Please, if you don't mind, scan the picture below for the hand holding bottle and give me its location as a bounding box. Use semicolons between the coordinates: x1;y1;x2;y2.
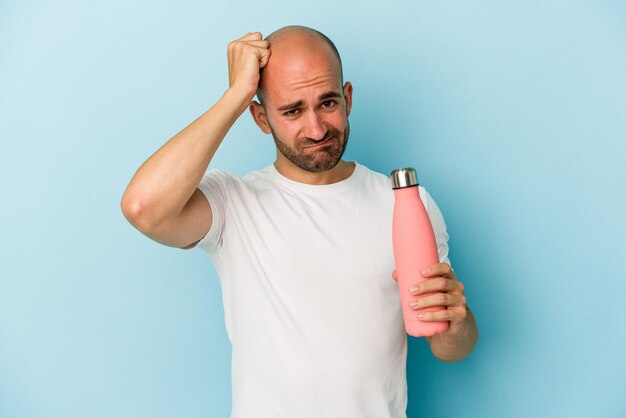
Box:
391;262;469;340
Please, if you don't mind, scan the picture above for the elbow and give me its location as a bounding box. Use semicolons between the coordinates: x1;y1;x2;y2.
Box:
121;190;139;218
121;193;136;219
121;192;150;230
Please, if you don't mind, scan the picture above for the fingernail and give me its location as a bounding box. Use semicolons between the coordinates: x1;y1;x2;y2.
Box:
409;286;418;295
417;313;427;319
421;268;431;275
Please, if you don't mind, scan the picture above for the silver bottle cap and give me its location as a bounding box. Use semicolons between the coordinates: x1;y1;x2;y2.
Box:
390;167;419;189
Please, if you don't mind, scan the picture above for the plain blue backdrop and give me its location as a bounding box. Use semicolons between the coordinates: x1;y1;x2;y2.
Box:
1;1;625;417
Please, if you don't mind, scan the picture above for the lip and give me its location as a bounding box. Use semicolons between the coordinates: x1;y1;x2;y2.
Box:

= = =

- **WHAT THE TASK ASKS**
Find the line with "for the silver" in the listing. Reproduce it and all the lines after it, exactly, through the last line.

- **THE ANSWER**
Please, if you don't mind, scan the picture above for the silver bottle cap and give me its location as a bounding box. Use semicolons between the coordinates: x1;y1;x2;y2.
Box:
390;167;419;189
Please, if you don't mind, scan the picture above for the plain blue backdrop and give me its location as a bounding box. Use semicolons between the coordinates: x1;y1;x2;y2.
Box:
1;1;625;417
Please, if you don't mind, scan the picture above for the lip and give me its location as a bounding box. Use semicolons between the coordinates: x1;y1;x2;y2.
Box:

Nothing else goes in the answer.